- [Requirements] Set out every line of the records below as a numbered list, skipping any blank lines. Leave the pictures out of your answer.

BEGIN Stored records

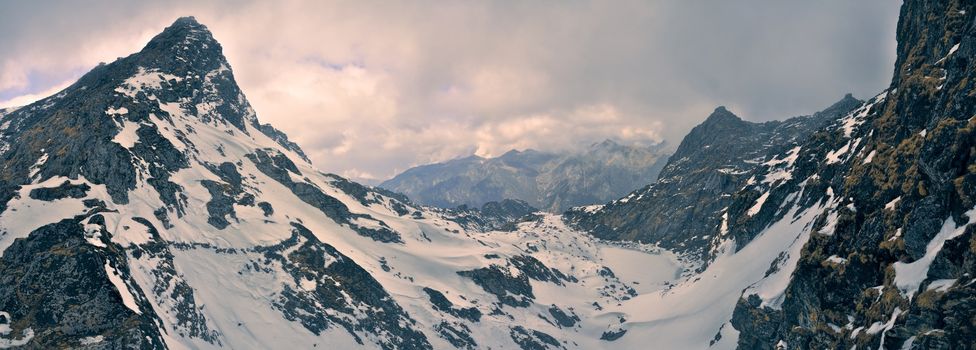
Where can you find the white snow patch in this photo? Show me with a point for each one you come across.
(93, 235)
(36, 168)
(5, 330)
(92, 340)
(909, 276)
(127, 136)
(837, 260)
(891, 205)
(119, 111)
(758, 206)
(127, 299)
(834, 156)
(941, 285)
(869, 157)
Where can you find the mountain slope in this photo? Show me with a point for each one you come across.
(893, 265)
(715, 160)
(145, 206)
(549, 181)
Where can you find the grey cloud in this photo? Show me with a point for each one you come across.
(368, 88)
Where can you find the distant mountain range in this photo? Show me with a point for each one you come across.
(550, 181)
(146, 207)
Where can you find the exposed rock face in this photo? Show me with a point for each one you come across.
(715, 160)
(549, 181)
(145, 206)
(893, 266)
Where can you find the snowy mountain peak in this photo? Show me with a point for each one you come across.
(721, 115)
(187, 40)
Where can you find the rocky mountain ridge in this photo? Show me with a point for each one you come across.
(549, 181)
(146, 207)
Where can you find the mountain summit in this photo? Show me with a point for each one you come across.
(145, 207)
(547, 180)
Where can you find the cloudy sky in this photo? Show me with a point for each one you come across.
(371, 88)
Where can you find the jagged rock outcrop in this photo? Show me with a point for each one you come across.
(682, 210)
(892, 266)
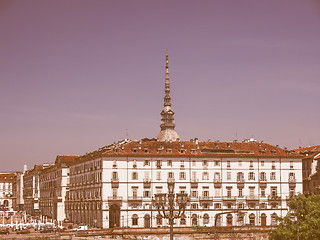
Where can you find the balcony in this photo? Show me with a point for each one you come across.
(217, 182)
(114, 199)
(274, 198)
(194, 183)
(240, 183)
(292, 182)
(253, 198)
(263, 182)
(115, 182)
(134, 199)
(205, 199)
(146, 183)
(229, 198)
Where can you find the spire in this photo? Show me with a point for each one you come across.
(167, 126)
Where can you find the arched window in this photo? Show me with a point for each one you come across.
(229, 219)
(252, 218)
(274, 220)
(134, 220)
(206, 219)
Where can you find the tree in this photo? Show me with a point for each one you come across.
(303, 220)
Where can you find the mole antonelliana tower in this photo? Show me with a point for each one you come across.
(167, 126)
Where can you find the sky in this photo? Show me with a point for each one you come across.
(79, 75)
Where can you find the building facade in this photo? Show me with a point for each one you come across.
(6, 193)
(31, 189)
(115, 185)
(54, 182)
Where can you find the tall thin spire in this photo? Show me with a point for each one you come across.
(167, 126)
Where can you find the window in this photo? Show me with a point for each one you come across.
(158, 175)
(217, 205)
(147, 193)
(228, 175)
(205, 163)
(158, 163)
(206, 218)
(272, 176)
(115, 176)
(182, 176)
(251, 176)
(134, 176)
(159, 219)
(194, 194)
(273, 167)
(194, 206)
(205, 194)
(229, 191)
(205, 176)
(134, 220)
(263, 176)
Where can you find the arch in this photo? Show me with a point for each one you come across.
(263, 219)
(194, 220)
(229, 219)
(114, 216)
(147, 221)
(206, 219)
(134, 220)
(252, 219)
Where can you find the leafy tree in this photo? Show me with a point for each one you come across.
(305, 213)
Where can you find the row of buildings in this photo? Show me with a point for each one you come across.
(115, 185)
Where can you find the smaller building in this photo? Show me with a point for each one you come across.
(6, 181)
(31, 189)
(54, 182)
(310, 169)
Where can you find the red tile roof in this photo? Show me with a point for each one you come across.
(151, 147)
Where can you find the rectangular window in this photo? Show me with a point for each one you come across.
(182, 176)
(158, 175)
(205, 176)
(228, 175)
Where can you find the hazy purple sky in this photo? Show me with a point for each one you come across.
(74, 75)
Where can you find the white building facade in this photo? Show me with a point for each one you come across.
(115, 186)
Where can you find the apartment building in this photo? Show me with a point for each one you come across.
(54, 181)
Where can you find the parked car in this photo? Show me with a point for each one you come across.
(23, 231)
(4, 231)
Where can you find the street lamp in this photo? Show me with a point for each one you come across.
(166, 205)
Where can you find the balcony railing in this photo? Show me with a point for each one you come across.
(217, 182)
(274, 198)
(115, 199)
(229, 198)
(252, 198)
(194, 182)
(205, 199)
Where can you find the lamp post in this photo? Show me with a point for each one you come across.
(167, 207)
(216, 218)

END Stored records

- [Response to the task]
1. Where can you find the white snow patch in this photo? Show me with a point for each one you come across.
2. (93, 235)
3. (36, 168)
4. (5, 330)
5. (92, 340)
6. (909, 276)
7. (127, 136)
8. (837, 260)
9. (891, 205)
10. (119, 111)
11. (758, 206)
12. (127, 299)
13. (834, 156)
14. (941, 285)
15. (869, 157)
16. Where can you find the mountain slope in this photo? Show me with a point for each one you come across.
17. (893, 265)
18. (715, 160)
19. (145, 206)
20. (549, 181)
21. Where can you find the grey cloud in this photo? Show me with a point for each one you come across.
22. (368, 88)
23. Where can you find the distant mountain range in this photo? Show me with a point for each one you come across.
24. (550, 181)
25. (146, 207)
26. Where can you find the exposed rock face in this photo? Show me with a point for each one you come across.
27. (715, 160)
28. (549, 181)
29. (145, 206)
30. (893, 266)
31. Where can you find the snowy mountain peak in this photo? Show me with a point for each one you come across.
32. (721, 115)
33. (187, 40)
34. Where can you find the rocky mountain ridge in this photo? Show me with a point for each one you come across.
35. (549, 181)
36. (146, 207)
37. Where can you find the mountain summit in this photo? Show me with a point for each one you come across.
38. (145, 207)
39. (547, 180)
40. Where can you find the cloudy sky in this photo? Show me with a point for each one you come across.
41. (371, 88)
42. Where can you find the jagged rock outcrop in this photo? Show me with a point for each one you come across.
43. (682, 210)
44. (892, 266)
45. Where can you find the balcony in this photo? Show me with a point for each one you come across.
46. (217, 182)
47. (114, 199)
48. (274, 198)
49. (194, 183)
50. (240, 183)
51. (292, 182)
52. (253, 198)
53. (263, 182)
54. (115, 182)
55. (134, 199)
56. (205, 199)
57. (146, 183)
58. (229, 198)
59. Where can you find the spire in this photo? Show me with a point for each one you come across.
60. (167, 126)
61. Where can you find the arched window in this photo? Show me with a point for each one you come across.
62. (229, 219)
63. (252, 218)
64. (274, 220)
65. (134, 220)
66. (206, 219)
67. Where can you find the tree in this photo? Show me with a point for each one you come across.
68. (303, 220)
69. Where can you find the mole antonelliana tower in this photo? Show me with a point for each one you come across.
70. (167, 126)
71. Where can you find the sky in this photo? Show me with a point for each one you come across.
72. (79, 75)
73. Where can you find the building facade in this photo? Show me with a point for each one you come across.
74. (6, 193)
75. (31, 189)
76. (115, 185)
77. (54, 182)
78. Where can you find the tall thin spire in this photo? Show me with a point for each one you come across.
79. (167, 126)
80. Where can you find the window in this photo? Show me with a point for each one you come across.
81. (158, 175)
82. (217, 205)
83. (147, 193)
84. (228, 175)
85. (205, 163)
86. (158, 163)
87. (206, 218)
88. (272, 176)
89. (115, 176)
90. (182, 176)
91. (251, 176)
92. (134, 176)
93. (159, 219)
94. (194, 194)
95. (273, 167)
96. (194, 206)
97. (205, 194)
98. (229, 191)
99. (205, 176)
100. (134, 220)
101. (263, 176)
102. Where can you find the arch in this photo? Show me with a point for each one you come across.
103. (263, 219)
104. (194, 220)
105. (229, 219)
106. (114, 216)
107. (147, 221)
108. (206, 219)
109. (134, 220)
110. (252, 219)
111. Where can you find the leafy tree in this photo? Show me with a point for each one you come across.
112. (305, 213)
113. Where can you find the row of buildings in this photo? Show me with a point for each one you come across.
114. (115, 185)
115. Where can you find the smaller building in this photo? Show me with a point for each one you come across.
116. (6, 181)
117. (31, 189)
118. (54, 182)
119. (310, 169)
120. Where can you find the red tile roof in this photo? Show me with a point for each one you come across.
121. (151, 147)
122. Where can you find the rectangular window in this photo? Show me with a point for each one you come across.
123. (182, 176)
124. (158, 175)
125. (205, 176)
126. (228, 175)
127. Where can you find the hazy purple sky in this photo? Show me with a point for each one you come across.
128. (74, 75)
129. Where can you find the white building facade in this photo? Show me with a point for each one you come across.
130. (115, 186)
131. Where can you find the apartment building in this photo? Show me with a point for each one you come across.
132. (54, 181)
133. Where can you find the parked car in this photo? Show me with a point for each one you come across.
134. (23, 231)
135. (4, 231)
136. Where can you find the street lamp in this photo? Show me with a point for each one you come across.
137. (166, 205)
138. Where can you find the balcony railing in this photo? Show me with a point for each one you come across.
139. (217, 182)
140. (274, 198)
141. (115, 199)
142. (229, 198)
143. (252, 198)
144. (194, 182)
145. (205, 199)
146. Where can you find the lamp post in this photo? Show me with a point for each one you come across.
147. (167, 207)
148. (216, 218)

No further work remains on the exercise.